* Begin RECORDS TO USE *

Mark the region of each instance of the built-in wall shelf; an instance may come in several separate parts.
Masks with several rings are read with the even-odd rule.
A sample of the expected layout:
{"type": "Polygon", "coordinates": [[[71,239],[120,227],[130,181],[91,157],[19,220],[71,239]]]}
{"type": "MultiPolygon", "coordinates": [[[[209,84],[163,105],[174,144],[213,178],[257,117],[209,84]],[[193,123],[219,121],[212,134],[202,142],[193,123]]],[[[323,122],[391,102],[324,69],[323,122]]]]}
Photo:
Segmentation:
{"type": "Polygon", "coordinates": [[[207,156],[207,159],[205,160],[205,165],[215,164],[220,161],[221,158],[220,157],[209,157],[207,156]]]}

* End RECORDS TO USE *

_PROBLEM_
Put every line of the entries above into a Markdown table with two columns, Row and Entry line, numbering the rows in order and leaving out blank lines.

_EXERCISE RESULT_
| Row | Entry line |
|---|---|
| 1 | Mark the region of each instance of the built-in wall shelf; an instance may come in several separate parts. |
| 2 | Masks with several rings are read with the even-odd rule. |
| 3 | A sample of the expected layout: |
| 4 | {"type": "Polygon", "coordinates": [[[71,239],[120,227],[130,181],[91,157],[19,220],[71,239]]]} |
| 5 | {"type": "MultiPolygon", "coordinates": [[[[209,84],[163,105],[174,144],[213,178],[257,117],[209,84]],[[193,123],[219,121],[212,134],[202,142],[193,123]]],[[[323,122],[391,102],[324,69],[323,122]]]]} |
| 6 | Photo: |
| 7 | Segmentation: |
| 8 | {"type": "Polygon", "coordinates": [[[207,156],[207,159],[205,160],[205,165],[215,164],[220,161],[221,158],[220,157],[209,157],[207,156]]]} |